▶ Try it
In the records below, find the line with "# put one pin" and repeat it and every line after it, exactly, without any pictures.

═══ Material provided

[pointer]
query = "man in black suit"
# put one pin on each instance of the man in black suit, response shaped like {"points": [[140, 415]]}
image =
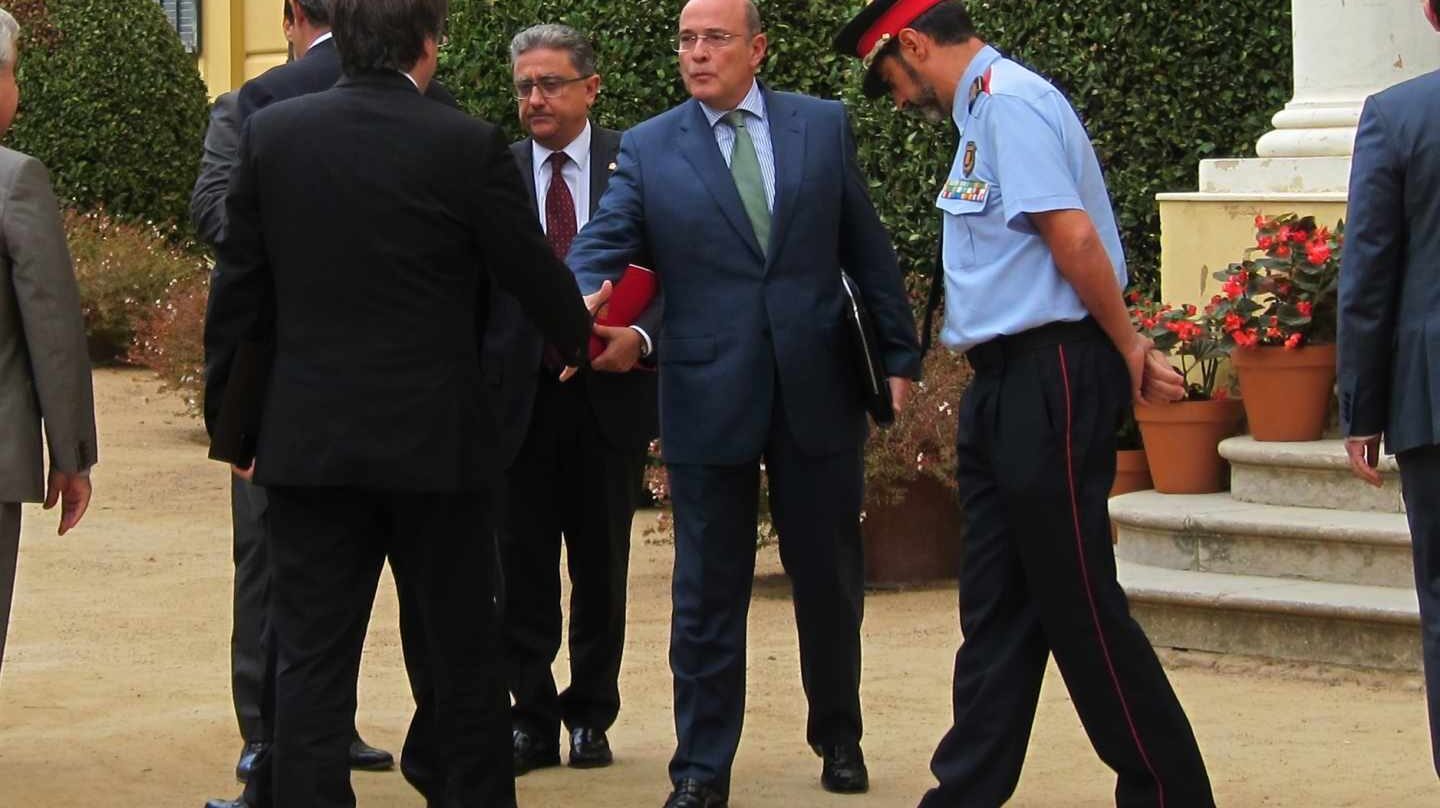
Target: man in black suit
{"points": [[576, 448], [316, 66], [1388, 347], [363, 229]]}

══════

▶ Response to the task
# put one pin on each instance of the man in black suit, response shaped like {"points": [[140, 415]]}
image =
Target: man in black suit
{"points": [[576, 448], [316, 66], [1388, 347], [363, 229]]}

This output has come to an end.